__Problem requirements__. Count the lines in the rows below that contain the word "black", and give only that number.
* Start *
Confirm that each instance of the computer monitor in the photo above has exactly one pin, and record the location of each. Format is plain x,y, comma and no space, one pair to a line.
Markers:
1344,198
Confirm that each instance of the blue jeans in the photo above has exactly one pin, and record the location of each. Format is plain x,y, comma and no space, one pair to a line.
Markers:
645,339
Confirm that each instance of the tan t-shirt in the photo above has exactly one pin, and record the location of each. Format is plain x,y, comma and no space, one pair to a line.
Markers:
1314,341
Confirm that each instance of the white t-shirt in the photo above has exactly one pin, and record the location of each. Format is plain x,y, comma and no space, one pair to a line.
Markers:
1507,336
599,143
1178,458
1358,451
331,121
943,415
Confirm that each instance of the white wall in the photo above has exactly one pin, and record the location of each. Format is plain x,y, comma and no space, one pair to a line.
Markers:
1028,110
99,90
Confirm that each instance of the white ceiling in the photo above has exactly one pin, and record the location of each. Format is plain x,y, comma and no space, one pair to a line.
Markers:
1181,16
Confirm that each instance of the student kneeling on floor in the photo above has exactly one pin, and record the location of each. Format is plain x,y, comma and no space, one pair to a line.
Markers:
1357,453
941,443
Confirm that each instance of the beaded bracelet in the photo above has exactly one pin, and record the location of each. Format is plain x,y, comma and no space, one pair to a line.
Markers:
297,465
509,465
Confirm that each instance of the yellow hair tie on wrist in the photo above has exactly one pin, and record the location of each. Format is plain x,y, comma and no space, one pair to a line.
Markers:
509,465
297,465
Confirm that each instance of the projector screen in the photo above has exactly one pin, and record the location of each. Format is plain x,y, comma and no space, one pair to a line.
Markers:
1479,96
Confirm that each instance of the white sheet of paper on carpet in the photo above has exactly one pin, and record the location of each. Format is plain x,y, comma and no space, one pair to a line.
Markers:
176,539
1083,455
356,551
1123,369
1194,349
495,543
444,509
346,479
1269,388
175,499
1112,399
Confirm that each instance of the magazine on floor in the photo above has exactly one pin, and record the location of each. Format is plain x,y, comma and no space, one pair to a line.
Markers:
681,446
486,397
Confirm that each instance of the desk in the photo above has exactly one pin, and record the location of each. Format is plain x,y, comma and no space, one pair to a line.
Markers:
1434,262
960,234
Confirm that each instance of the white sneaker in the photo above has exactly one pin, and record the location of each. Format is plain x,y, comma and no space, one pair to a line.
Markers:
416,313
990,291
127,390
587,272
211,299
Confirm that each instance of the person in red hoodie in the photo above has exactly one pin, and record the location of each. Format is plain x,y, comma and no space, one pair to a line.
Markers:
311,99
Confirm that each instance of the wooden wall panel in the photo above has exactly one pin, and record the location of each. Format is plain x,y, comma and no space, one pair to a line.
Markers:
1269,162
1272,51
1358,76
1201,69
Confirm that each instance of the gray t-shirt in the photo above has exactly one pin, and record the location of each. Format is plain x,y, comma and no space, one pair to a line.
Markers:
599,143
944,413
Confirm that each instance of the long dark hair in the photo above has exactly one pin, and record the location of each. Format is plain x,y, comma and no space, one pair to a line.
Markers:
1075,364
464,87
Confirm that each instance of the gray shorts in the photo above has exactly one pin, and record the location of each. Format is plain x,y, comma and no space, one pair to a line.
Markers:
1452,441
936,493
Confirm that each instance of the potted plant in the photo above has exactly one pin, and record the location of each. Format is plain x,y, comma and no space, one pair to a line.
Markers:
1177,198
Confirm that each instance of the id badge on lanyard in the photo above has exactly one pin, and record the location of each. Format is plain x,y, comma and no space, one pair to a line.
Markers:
* End *
* Start *
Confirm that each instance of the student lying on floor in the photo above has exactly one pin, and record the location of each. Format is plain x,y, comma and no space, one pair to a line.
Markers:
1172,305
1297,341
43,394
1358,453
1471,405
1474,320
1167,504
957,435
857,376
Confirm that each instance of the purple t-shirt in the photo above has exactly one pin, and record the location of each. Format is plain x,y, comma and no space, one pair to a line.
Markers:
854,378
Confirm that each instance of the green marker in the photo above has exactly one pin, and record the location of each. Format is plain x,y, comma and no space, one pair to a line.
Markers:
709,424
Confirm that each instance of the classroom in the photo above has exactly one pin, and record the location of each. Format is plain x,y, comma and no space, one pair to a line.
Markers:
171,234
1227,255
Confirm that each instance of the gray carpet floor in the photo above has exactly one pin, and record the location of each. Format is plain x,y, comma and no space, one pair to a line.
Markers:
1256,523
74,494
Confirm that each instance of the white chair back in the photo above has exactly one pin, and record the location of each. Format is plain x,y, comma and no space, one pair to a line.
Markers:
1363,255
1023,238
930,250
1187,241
* End *
* Start *
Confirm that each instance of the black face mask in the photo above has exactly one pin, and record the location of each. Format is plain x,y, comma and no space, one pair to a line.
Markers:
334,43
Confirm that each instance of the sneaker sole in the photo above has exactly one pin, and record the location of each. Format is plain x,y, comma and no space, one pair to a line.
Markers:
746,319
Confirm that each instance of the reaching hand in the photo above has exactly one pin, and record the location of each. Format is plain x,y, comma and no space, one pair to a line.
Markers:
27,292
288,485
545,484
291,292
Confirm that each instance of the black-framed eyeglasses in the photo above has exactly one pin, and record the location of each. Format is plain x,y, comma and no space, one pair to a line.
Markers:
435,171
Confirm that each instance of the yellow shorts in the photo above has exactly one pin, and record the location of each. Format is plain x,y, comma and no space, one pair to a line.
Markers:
* End *
__Task result__. 2